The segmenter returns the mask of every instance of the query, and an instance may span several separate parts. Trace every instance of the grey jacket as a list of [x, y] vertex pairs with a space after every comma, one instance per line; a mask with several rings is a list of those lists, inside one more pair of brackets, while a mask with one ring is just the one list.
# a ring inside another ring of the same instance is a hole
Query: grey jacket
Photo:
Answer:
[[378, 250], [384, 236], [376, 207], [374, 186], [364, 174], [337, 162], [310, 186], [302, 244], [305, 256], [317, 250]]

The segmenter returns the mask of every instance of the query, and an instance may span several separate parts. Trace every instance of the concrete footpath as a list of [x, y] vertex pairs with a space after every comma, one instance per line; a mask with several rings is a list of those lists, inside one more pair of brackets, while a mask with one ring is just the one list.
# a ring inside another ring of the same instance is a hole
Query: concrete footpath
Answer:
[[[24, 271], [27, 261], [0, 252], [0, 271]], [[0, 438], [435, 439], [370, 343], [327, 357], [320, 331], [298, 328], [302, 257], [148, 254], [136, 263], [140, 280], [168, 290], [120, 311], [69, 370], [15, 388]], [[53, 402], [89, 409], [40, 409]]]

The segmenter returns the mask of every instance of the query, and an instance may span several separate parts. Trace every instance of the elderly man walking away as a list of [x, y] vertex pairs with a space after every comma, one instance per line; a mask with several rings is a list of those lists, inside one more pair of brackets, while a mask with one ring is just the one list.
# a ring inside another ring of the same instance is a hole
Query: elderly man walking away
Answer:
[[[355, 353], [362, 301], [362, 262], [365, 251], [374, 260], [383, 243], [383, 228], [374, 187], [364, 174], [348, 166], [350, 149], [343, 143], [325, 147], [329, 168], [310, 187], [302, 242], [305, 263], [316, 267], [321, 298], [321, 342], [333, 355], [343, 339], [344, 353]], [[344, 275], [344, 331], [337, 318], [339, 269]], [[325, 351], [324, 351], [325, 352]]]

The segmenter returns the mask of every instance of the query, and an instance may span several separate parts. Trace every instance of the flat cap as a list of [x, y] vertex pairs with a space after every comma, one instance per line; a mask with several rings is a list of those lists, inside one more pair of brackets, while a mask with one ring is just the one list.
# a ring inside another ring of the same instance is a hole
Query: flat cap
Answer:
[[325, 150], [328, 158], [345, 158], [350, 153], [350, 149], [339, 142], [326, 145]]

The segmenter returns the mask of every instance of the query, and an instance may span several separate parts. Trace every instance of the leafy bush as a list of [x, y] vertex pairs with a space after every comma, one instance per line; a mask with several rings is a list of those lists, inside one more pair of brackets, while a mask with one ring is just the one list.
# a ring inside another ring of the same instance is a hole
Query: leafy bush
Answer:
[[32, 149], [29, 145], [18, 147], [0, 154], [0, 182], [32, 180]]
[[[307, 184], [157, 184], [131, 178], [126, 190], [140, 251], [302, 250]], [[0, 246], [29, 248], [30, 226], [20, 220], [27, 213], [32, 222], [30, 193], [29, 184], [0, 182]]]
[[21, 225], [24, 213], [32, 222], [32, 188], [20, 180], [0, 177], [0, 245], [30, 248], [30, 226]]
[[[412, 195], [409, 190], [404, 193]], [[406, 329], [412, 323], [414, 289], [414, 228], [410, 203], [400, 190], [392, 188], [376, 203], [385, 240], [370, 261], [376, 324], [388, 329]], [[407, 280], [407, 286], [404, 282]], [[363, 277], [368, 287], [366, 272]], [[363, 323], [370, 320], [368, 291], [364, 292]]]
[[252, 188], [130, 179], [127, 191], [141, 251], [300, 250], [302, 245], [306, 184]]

## Instructions to follow
Pick out every line of the data above that contains the string "footpath", matching case exactly, and copy each one.

## Solution
The segmenter returns the mask of every instance of the query, and an instance may span several separate parts. Trace every instance of the concrete footpath as a list of [x, y] vertex pairs with a space after every comma, one instance per line; a mask with several rings is a list of those lists, inside one more pair of brackets, while a mask with one ring is just the one list.
Query: concrete footpath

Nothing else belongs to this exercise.